Items from a dataset:
########

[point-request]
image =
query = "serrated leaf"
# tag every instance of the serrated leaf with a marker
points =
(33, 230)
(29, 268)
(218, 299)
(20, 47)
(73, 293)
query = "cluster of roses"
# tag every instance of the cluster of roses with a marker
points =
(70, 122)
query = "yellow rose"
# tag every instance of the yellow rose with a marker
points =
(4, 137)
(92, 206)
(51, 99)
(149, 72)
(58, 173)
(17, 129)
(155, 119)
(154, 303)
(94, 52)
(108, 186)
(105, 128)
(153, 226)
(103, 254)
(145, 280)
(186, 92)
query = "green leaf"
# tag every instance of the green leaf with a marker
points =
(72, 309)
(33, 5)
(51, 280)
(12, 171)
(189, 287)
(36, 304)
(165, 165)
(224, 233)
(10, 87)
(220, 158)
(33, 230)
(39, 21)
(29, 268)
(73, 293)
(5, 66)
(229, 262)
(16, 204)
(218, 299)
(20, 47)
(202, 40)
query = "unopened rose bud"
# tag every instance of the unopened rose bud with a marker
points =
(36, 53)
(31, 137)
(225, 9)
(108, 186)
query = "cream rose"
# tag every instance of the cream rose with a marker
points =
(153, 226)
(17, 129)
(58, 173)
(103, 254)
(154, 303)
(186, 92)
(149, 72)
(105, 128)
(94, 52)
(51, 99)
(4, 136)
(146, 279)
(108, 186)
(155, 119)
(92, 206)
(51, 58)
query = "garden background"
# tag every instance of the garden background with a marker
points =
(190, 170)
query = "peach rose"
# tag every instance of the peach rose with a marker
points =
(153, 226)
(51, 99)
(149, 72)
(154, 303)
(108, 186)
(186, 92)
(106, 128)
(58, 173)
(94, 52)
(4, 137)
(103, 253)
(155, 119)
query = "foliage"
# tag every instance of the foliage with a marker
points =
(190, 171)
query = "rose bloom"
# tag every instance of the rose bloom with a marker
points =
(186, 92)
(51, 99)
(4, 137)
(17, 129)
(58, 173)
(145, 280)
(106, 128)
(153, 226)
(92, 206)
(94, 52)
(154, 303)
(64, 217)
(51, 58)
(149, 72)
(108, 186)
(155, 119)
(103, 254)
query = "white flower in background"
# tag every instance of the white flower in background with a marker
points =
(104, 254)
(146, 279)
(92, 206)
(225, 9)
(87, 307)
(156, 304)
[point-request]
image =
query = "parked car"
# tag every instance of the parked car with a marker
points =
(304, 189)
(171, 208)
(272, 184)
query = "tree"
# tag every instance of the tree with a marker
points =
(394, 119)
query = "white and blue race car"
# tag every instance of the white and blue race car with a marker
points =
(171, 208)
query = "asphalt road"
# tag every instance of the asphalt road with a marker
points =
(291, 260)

########

## Task prompt
The records above should all be quoted exactly, please.

## Expected answer
[point-request]
image =
query = "serrated leaf"
# tag every instance of the serrated leaf with a marker
points =
(33, 230)
(29, 268)
(218, 299)
(20, 47)
(73, 293)
query = "cluster of roses"
# tag every instance of the cluster of roses with a marker
points =
(70, 122)
query = "yellow rose"
# tag every instance of the yellow rose with a marker
points =
(4, 137)
(92, 206)
(51, 99)
(149, 72)
(58, 173)
(17, 129)
(155, 119)
(154, 303)
(94, 52)
(108, 186)
(105, 128)
(153, 226)
(103, 254)
(145, 280)
(186, 92)
query = "green leaf"
# tag every instance of the green leaf with a marker
points =
(72, 309)
(33, 5)
(51, 280)
(12, 171)
(189, 287)
(36, 304)
(165, 165)
(224, 233)
(10, 87)
(220, 158)
(33, 230)
(39, 21)
(29, 268)
(73, 293)
(5, 66)
(229, 262)
(16, 204)
(218, 299)
(20, 47)
(202, 40)
query = "unopened rose bud"
# tag every instance of the unopened rose bud with a marker
points =
(36, 53)
(31, 137)
(225, 9)
(108, 186)
query = "cream rose"
# tag every instance of the cream rose with a marker
points =
(153, 226)
(17, 129)
(58, 173)
(103, 254)
(154, 303)
(186, 92)
(149, 72)
(105, 128)
(94, 52)
(51, 99)
(4, 136)
(146, 279)
(108, 186)
(155, 119)
(92, 206)
(51, 58)
query = "garden background"
# tag every instance of the garden background with a marker
points =
(190, 170)
query = "peach rose"
# tag every instance of the peach rose with a marker
points =
(153, 226)
(51, 99)
(149, 72)
(154, 303)
(108, 186)
(186, 92)
(106, 128)
(58, 173)
(94, 52)
(4, 137)
(103, 253)
(155, 119)
query = "foliage"
# tag every instance of the foliage with a marker
points =
(190, 171)
query = "rose bloom"
# tag every instance of the rose bloom with a marker
points =
(186, 92)
(51, 99)
(4, 137)
(17, 129)
(58, 173)
(145, 280)
(106, 128)
(153, 226)
(92, 206)
(94, 52)
(154, 303)
(64, 217)
(51, 58)
(149, 72)
(108, 186)
(155, 119)
(103, 254)
query = "white flower in background"
# tag every instance of the white flower in background with a marker
points =
(104, 254)
(146, 279)
(92, 206)
(225, 9)
(87, 307)
(156, 304)
[point-request]
image =
query = "parked car"
# tag every instance of the parked car with a marker
points =
(304, 189)
(171, 208)
(272, 184)
query = "tree"
# tag every instance of the tree with a marker
points =
(394, 119)
query = "white and blue race car"
# tag every instance of the white and blue race car with a marker
points =
(171, 208)
query = "asphalt road"
# tag every instance of the asphalt road with a marker
points =
(291, 260)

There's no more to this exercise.